Brief —
Could you render the entries from the line with "the tv aerial" to the line with "(1232, 454)", both included, as a JSON list of strings, one string per line, with blank lines left out?

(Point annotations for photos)
━━━━

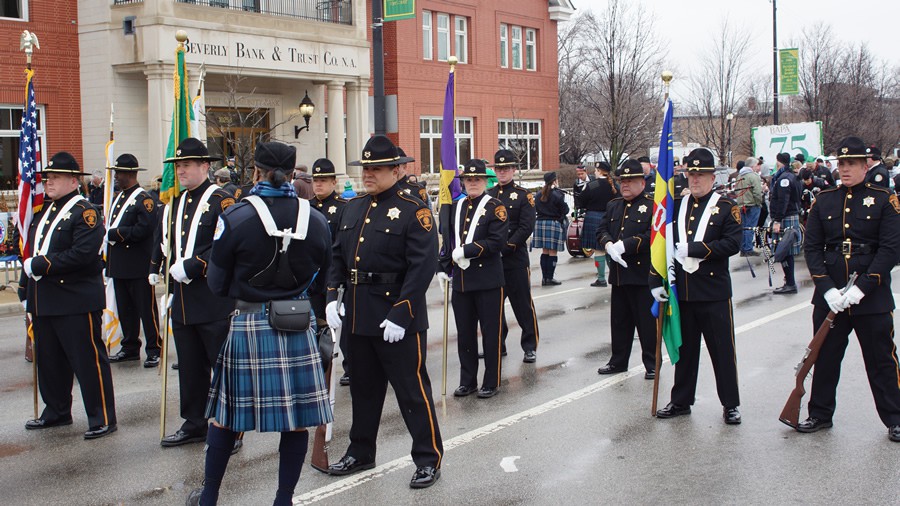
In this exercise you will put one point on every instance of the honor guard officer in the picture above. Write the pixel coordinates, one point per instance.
(479, 229)
(707, 232)
(63, 289)
(133, 221)
(854, 228)
(199, 318)
(385, 253)
(519, 204)
(331, 205)
(624, 233)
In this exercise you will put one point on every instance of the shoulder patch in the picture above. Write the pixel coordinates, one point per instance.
(425, 219)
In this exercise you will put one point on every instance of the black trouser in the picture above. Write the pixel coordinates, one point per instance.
(376, 363)
(518, 291)
(470, 308)
(136, 302)
(198, 347)
(876, 340)
(630, 310)
(715, 322)
(67, 345)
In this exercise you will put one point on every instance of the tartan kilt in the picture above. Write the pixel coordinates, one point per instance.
(549, 234)
(267, 380)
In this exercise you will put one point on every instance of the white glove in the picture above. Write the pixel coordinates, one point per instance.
(853, 296)
(659, 293)
(333, 314)
(178, 273)
(835, 300)
(392, 332)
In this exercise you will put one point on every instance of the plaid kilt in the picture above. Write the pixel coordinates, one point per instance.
(549, 234)
(268, 381)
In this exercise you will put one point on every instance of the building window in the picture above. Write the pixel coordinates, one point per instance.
(522, 137)
(462, 38)
(443, 36)
(530, 38)
(517, 47)
(426, 35)
(430, 142)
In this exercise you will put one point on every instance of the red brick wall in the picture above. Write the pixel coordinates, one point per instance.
(57, 83)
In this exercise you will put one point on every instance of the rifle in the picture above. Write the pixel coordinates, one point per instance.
(324, 433)
(790, 414)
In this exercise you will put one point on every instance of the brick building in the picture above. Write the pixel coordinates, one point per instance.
(56, 79)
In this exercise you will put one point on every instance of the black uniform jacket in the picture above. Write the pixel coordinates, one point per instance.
(194, 303)
(630, 223)
(389, 242)
(712, 280)
(131, 243)
(485, 269)
(72, 281)
(243, 263)
(869, 216)
(519, 204)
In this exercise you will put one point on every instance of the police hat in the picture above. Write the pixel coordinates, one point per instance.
(853, 147)
(275, 156)
(63, 163)
(323, 168)
(700, 160)
(630, 168)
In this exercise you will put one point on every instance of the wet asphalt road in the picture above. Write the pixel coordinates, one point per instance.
(557, 431)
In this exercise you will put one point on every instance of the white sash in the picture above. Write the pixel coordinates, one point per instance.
(691, 264)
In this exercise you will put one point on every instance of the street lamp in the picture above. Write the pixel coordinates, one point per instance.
(307, 108)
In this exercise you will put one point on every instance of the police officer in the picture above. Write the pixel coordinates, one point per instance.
(707, 231)
(519, 204)
(625, 234)
(385, 253)
(133, 221)
(199, 318)
(62, 285)
(331, 205)
(854, 228)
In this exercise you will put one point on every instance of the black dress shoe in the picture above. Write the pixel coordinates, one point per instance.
(40, 423)
(100, 431)
(464, 391)
(182, 438)
(813, 424)
(424, 477)
(608, 369)
(121, 356)
(732, 416)
(486, 392)
(348, 465)
(672, 410)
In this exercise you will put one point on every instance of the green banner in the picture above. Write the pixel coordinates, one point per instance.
(399, 9)
(788, 79)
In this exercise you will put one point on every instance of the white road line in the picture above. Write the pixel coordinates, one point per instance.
(382, 470)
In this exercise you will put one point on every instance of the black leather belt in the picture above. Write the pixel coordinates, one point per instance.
(373, 278)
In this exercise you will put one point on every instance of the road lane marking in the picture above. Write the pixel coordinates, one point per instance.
(358, 479)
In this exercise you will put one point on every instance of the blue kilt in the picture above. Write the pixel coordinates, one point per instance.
(267, 380)
(549, 234)
(589, 228)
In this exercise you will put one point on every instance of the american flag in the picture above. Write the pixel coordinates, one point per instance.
(31, 190)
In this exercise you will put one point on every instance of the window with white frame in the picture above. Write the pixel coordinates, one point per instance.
(530, 54)
(430, 142)
(443, 34)
(462, 38)
(426, 35)
(522, 137)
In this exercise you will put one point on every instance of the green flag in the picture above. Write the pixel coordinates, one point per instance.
(182, 115)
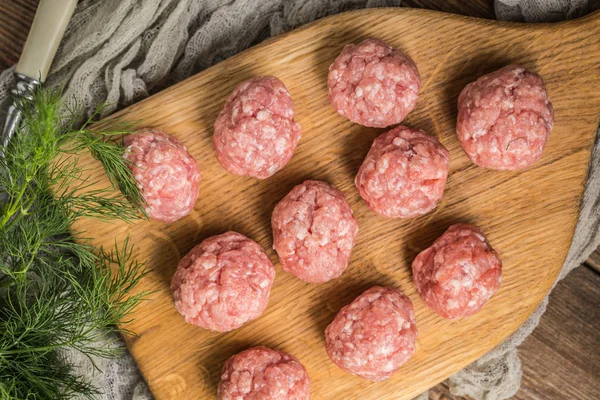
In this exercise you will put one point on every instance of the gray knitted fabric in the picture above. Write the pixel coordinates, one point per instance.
(120, 51)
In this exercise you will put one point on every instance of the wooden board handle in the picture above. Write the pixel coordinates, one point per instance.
(47, 30)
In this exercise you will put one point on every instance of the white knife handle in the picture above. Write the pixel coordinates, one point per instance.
(47, 30)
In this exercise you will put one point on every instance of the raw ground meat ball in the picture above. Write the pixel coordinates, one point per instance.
(458, 273)
(167, 175)
(374, 335)
(404, 173)
(223, 282)
(505, 118)
(260, 373)
(373, 84)
(255, 133)
(314, 231)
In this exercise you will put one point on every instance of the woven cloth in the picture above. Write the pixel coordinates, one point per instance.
(119, 51)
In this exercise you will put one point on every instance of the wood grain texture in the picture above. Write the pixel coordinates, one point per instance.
(529, 216)
(594, 261)
(561, 358)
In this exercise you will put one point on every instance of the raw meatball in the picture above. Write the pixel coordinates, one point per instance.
(404, 173)
(167, 175)
(458, 273)
(374, 335)
(261, 373)
(255, 133)
(373, 84)
(314, 231)
(223, 282)
(505, 118)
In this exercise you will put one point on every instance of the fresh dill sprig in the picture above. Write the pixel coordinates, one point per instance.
(55, 293)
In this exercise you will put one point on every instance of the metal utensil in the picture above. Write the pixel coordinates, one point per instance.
(47, 30)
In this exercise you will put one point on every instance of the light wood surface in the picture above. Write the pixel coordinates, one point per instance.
(529, 216)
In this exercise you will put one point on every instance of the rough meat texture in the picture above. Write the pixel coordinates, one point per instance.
(314, 231)
(458, 274)
(255, 133)
(374, 335)
(167, 175)
(404, 173)
(261, 373)
(372, 84)
(223, 282)
(504, 119)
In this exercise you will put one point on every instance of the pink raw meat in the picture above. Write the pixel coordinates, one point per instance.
(167, 175)
(314, 231)
(223, 282)
(260, 373)
(373, 84)
(374, 335)
(404, 173)
(255, 133)
(505, 118)
(458, 274)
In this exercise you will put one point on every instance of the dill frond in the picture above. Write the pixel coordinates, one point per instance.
(56, 293)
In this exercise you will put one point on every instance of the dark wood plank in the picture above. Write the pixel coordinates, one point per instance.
(16, 17)
(594, 261)
(561, 359)
(473, 8)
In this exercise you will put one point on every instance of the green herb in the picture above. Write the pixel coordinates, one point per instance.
(54, 292)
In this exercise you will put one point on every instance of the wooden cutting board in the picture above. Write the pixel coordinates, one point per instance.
(529, 216)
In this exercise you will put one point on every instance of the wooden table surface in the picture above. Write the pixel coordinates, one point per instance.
(561, 359)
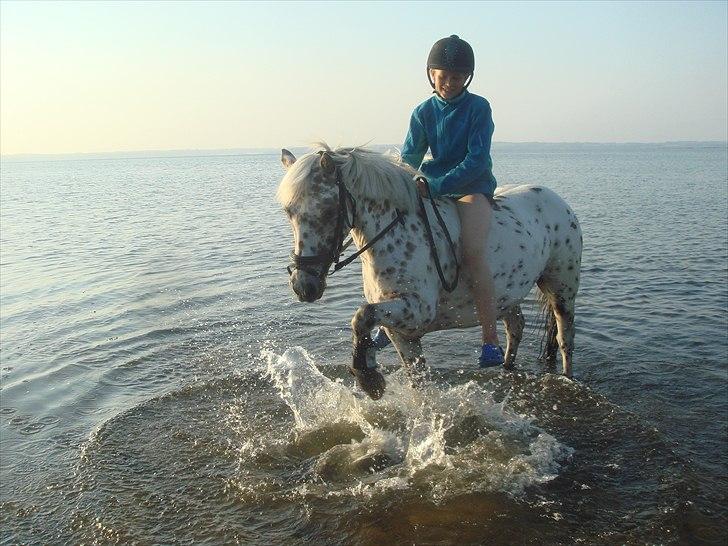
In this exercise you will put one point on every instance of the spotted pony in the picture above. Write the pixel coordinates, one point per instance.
(534, 238)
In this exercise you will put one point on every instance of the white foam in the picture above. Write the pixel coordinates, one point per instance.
(452, 439)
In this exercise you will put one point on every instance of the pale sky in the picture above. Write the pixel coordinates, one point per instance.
(123, 76)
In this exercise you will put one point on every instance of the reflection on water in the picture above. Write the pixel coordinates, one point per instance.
(159, 383)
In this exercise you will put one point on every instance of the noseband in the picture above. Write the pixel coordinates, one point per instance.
(323, 261)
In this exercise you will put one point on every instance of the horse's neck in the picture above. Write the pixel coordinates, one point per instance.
(373, 217)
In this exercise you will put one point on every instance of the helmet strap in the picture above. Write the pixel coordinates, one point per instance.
(429, 78)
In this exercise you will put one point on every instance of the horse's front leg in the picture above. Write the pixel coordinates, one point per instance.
(403, 313)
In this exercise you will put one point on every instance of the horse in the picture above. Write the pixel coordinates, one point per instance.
(410, 278)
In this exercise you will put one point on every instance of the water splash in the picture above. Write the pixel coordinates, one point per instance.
(451, 440)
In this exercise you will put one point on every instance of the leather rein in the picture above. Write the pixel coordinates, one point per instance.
(335, 251)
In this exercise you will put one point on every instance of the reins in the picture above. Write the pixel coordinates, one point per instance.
(448, 286)
(338, 246)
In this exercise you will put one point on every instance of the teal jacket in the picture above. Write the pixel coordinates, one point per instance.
(458, 133)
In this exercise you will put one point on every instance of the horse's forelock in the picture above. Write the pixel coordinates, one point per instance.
(366, 174)
(378, 177)
(293, 186)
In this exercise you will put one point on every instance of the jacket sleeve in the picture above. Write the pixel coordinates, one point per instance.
(415, 144)
(477, 162)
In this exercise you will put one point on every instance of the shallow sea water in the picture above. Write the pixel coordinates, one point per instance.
(159, 383)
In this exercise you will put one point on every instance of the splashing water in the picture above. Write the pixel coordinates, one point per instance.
(451, 440)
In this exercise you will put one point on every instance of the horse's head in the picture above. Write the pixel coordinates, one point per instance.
(316, 201)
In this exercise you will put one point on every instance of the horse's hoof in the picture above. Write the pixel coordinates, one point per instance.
(370, 381)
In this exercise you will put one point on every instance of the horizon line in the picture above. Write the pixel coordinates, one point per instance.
(263, 149)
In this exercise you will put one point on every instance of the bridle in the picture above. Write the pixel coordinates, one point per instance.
(332, 255)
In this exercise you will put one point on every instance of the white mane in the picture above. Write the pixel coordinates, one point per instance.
(365, 173)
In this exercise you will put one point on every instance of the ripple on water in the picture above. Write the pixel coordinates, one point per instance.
(284, 450)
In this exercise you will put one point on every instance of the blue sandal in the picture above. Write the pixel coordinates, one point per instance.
(490, 356)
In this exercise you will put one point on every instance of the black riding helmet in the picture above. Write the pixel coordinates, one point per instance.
(451, 53)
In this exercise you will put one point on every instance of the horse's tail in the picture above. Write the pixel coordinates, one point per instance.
(549, 344)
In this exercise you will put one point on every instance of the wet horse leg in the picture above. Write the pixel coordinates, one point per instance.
(410, 352)
(514, 323)
(407, 312)
(563, 315)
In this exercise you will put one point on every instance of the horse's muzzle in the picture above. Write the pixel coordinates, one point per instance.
(307, 287)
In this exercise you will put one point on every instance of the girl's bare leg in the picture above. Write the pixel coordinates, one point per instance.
(475, 212)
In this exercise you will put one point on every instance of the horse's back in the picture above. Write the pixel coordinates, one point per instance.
(533, 234)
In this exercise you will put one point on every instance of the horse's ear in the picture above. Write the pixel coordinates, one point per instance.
(327, 164)
(287, 158)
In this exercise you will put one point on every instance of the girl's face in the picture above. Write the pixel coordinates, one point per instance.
(448, 84)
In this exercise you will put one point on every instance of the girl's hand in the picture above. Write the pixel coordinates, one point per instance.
(422, 187)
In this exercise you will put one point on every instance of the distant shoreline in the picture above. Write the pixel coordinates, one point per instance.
(151, 154)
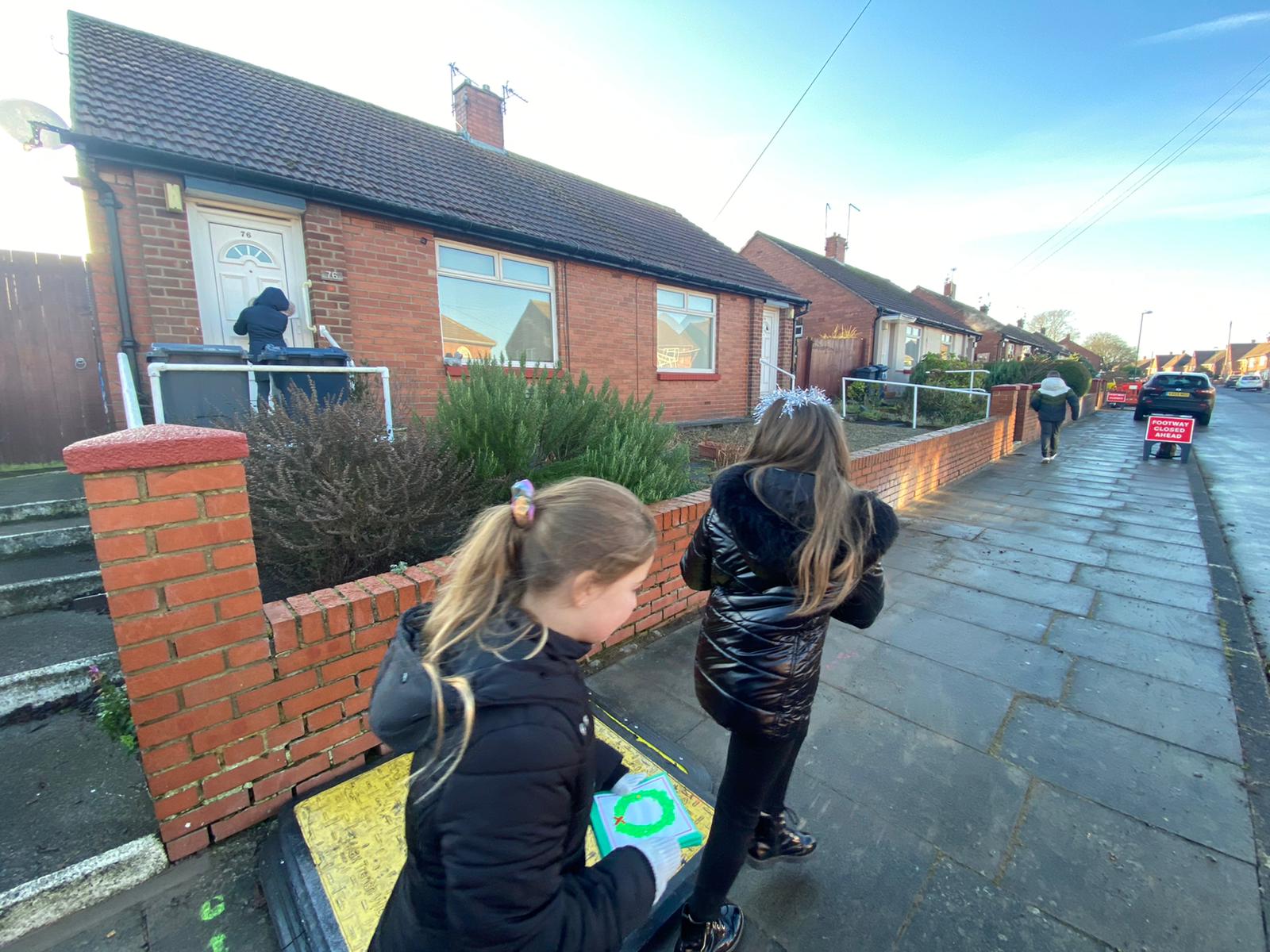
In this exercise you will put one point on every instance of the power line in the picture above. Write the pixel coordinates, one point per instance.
(791, 111)
(1134, 169)
(1160, 167)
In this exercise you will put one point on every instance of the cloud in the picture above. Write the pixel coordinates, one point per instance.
(1197, 31)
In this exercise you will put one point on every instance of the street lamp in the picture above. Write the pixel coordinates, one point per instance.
(1137, 353)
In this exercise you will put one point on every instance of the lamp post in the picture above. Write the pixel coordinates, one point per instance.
(1137, 353)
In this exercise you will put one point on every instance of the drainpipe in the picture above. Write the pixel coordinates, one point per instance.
(108, 201)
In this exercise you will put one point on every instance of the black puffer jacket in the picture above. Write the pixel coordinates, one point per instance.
(495, 858)
(759, 664)
(264, 321)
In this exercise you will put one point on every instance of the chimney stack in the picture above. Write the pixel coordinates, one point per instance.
(479, 114)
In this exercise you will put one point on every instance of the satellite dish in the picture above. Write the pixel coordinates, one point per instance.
(31, 124)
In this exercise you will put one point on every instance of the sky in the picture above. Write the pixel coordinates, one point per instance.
(965, 136)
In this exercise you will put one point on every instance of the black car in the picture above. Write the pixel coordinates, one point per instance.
(1184, 393)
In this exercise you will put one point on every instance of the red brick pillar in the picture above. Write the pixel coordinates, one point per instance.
(169, 513)
(1005, 404)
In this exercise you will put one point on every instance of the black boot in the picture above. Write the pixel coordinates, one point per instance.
(778, 839)
(718, 935)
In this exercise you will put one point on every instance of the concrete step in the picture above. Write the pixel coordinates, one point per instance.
(44, 658)
(50, 592)
(25, 539)
(79, 824)
(35, 486)
(42, 509)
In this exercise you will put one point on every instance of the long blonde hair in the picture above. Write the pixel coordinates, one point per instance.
(832, 558)
(581, 524)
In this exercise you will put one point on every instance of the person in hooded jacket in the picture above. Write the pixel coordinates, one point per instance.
(1052, 403)
(787, 545)
(486, 691)
(264, 321)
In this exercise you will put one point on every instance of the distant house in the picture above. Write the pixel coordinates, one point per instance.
(1072, 347)
(417, 248)
(997, 342)
(1210, 362)
(897, 327)
(1255, 359)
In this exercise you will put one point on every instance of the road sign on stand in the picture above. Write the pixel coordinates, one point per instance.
(1168, 431)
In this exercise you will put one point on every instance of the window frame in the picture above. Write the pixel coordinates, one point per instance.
(714, 329)
(498, 279)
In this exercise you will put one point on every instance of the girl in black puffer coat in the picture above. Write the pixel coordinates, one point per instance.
(484, 687)
(787, 543)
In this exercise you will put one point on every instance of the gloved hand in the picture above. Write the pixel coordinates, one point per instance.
(664, 854)
(628, 784)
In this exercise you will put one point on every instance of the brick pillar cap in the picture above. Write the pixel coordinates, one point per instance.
(148, 447)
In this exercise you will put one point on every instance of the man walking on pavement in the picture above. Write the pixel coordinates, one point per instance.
(1051, 404)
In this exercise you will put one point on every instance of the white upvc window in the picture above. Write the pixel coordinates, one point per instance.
(686, 330)
(495, 305)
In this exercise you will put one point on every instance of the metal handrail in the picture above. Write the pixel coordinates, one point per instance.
(987, 408)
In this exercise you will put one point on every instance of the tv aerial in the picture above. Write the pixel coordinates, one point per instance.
(31, 124)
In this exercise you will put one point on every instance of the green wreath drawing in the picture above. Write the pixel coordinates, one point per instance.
(639, 831)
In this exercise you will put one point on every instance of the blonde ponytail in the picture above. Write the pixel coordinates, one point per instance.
(582, 524)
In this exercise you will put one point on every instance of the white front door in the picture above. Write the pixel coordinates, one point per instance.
(238, 255)
(770, 352)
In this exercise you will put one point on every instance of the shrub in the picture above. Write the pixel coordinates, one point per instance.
(112, 708)
(333, 499)
(510, 427)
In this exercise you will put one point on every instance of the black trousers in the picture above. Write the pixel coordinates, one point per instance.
(1049, 437)
(755, 781)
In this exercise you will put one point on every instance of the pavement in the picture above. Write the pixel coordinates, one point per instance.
(1047, 742)
(1232, 456)
(1035, 747)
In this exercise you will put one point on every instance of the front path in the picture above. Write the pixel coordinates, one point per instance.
(1034, 748)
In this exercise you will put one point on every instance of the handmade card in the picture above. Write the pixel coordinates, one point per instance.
(652, 809)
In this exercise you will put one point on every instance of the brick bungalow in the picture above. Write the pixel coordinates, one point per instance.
(899, 329)
(1073, 348)
(999, 342)
(207, 179)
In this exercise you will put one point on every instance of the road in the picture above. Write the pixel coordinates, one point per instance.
(1232, 454)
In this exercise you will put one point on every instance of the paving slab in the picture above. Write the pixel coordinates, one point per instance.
(1080, 552)
(937, 527)
(1176, 551)
(958, 799)
(1193, 571)
(1165, 592)
(1156, 655)
(982, 608)
(1184, 533)
(67, 793)
(860, 882)
(1166, 786)
(1043, 566)
(963, 912)
(1019, 664)
(1197, 628)
(1133, 886)
(939, 564)
(944, 700)
(1189, 717)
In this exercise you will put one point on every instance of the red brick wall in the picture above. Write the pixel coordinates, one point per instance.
(832, 305)
(387, 311)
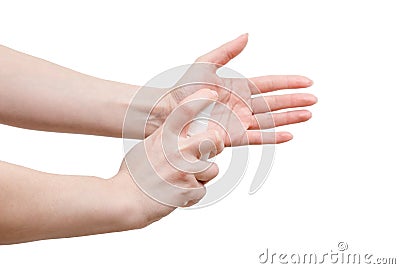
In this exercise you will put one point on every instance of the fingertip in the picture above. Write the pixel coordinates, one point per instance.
(305, 115)
(305, 81)
(284, 137)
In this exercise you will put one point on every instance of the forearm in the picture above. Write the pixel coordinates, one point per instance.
(36, 94)
(36, 205)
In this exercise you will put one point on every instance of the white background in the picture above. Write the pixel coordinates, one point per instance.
(338, 180)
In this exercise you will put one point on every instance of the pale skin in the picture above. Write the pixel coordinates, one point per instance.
(36, 94)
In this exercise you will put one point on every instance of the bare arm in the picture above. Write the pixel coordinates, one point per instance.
(36, 205)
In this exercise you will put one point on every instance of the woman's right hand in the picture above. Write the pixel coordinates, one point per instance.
(165, 171)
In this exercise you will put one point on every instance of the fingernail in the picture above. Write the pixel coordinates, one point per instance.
(305, 114)
(214, 93)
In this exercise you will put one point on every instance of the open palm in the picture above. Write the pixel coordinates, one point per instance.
(242, 110)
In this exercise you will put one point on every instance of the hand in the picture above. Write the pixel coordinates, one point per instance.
(166, 167)
(253, 113)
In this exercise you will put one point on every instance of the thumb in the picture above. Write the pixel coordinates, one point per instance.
(189, 107)
(226, 52)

━━━━

Output below —
[
  "In this exercise you will put one point on every instance of the tv aerial in the picture above. Write the pixel coordinates, one point per instance.",
  "(31, 124)",
  "In this exercise you will put one point on every instance of the green wreath drawing in the picture above. Write the pixel coordinates, one point per instance.",
  "(639, 831)",
  "In this exercise you will put one point on every instance of the blonde ponytail in the picture above. Write the pixel coordinates, one point per instance.",
  "(582, 524)",
  "In this exercise you will put one point on every instance of the white front door in the picture above. Write the pixel coordinates, one point per instance.",
  "(238, 255)",
  "(770, 352)",
  "In this exercise you will put one point on every instance of the shrub in the picture above. Write the pixel coordinates, one point per instance.",
  "(112, 708)",
  "(333, 499)",
  "(510, 427)",
  "In this exercise you will put one point on every instance of the black trousers in the picture above. Write the pixel coordinates, one point per instance.",
  "(1049, 437)",
  "(755, 781)",
  "In this exercise you will put one point on every instance of the pavement in the picture above. Write the pixel coordinates, one point per instance.",
  "(1047, 742)",
  "(1232, 456)",
  "(1035, 747)",
  "In this exercise you will put one point on every instance of the front path in the picture above. Write the pixel coordinates, one point per instance.",
  "(1034, 748)",
  "In this exercise you will put one point on every instance of the handmade card in the picture above. Write the pixel coordinates, one point per instance.",
  "(652, 809)",
  "In this exercise you will put one point on every instance of the brick bungalow in the picture above. Write the pixel coordinates, one point per instance.",
  "(899, 329)",
  "(1073, 348)",
  "(999, 342)",
  "(207, 179)",
  "In this exercise you will put one point on every instance of the road in the picture above. Write the pixel coordinates, one point per instance.",
  "(1232, 454)"
]